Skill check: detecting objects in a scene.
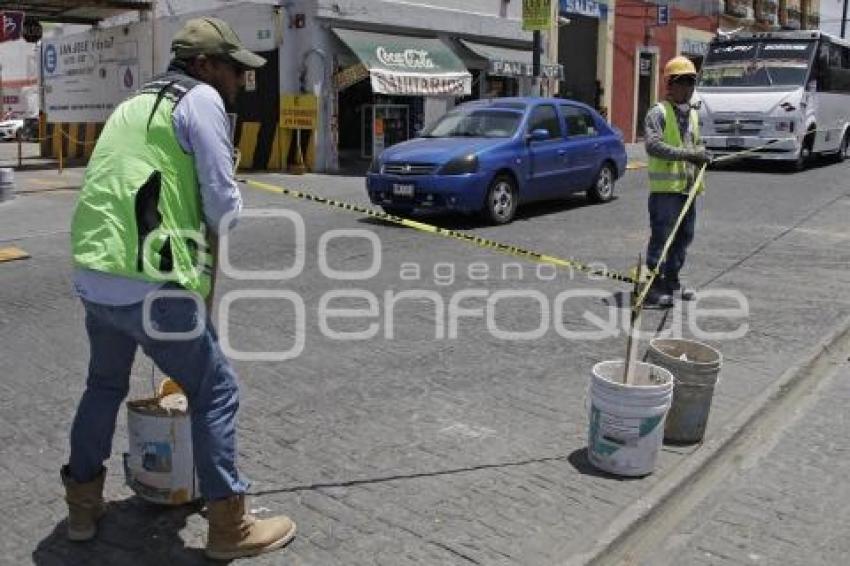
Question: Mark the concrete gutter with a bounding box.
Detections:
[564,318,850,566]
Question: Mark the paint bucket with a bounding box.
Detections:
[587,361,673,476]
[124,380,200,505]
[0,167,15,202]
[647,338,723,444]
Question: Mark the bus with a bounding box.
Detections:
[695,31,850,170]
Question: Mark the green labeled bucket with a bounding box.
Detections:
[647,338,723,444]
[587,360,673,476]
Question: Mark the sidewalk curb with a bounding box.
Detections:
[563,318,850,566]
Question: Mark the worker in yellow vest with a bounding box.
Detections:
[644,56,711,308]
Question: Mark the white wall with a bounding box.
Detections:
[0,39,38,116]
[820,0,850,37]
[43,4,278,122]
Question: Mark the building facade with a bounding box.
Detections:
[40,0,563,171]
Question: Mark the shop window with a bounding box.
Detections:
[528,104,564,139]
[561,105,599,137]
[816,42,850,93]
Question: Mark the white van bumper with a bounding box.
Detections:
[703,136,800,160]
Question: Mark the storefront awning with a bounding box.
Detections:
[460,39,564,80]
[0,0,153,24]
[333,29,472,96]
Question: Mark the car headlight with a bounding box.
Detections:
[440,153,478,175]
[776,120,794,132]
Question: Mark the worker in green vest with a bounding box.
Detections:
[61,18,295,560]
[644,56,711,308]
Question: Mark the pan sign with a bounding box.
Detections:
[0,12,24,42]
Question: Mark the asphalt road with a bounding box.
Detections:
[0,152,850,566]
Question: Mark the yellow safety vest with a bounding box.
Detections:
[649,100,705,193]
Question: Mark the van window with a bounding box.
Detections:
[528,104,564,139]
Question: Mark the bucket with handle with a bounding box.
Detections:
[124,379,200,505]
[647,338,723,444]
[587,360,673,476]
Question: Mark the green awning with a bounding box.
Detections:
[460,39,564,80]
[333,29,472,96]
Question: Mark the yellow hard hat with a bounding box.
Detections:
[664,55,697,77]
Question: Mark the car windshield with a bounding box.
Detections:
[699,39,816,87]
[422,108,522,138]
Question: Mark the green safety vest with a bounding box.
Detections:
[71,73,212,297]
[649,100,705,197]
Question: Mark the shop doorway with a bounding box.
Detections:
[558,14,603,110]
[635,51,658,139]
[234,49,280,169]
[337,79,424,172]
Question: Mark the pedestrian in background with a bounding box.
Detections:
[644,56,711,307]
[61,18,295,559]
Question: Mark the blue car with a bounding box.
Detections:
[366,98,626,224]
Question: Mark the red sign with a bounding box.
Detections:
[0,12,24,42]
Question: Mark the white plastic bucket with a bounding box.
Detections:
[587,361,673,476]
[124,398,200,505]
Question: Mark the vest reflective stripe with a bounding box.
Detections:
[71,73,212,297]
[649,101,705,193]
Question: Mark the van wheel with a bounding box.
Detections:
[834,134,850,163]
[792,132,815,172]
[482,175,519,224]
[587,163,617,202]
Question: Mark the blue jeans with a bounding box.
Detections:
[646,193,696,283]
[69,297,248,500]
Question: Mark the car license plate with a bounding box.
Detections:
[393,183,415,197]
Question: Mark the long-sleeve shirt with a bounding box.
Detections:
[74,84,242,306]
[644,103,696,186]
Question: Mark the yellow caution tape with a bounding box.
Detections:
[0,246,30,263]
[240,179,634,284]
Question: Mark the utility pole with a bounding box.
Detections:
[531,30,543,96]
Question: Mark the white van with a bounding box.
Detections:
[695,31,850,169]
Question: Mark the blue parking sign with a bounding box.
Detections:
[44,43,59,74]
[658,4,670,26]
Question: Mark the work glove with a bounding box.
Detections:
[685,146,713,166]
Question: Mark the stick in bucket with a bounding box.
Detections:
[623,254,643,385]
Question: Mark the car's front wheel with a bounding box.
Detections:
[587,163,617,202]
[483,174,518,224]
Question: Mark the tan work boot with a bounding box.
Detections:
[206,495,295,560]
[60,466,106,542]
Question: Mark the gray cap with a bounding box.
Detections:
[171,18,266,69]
^^^^
*Goal*
Revise the records starting at the line that contains "Question: Mark the vest" and ending at the line that contains "[393,183,415,197]", changing "blue jeans" to "denim pants" and keeping everything else the same. Give only those lines.

*Finished task*
Question: Mark the vest reflective stripe with a bounding box.
Detections:
[71,73,212,297]
[649,101,705,193]
Question: Mark the van wheel with a bounding box.
Detections:
[834,134,850,163]
[792,132,815,172]
[482,175,519,224]
[587,163,617,202]
Question: Mark the denim pants with a bounding box.
Detections:
[646,193,696,283]
[69,297,248,500]
Question: Mark the car license plate with a bounding box.
Detections:
[393,183,415,197]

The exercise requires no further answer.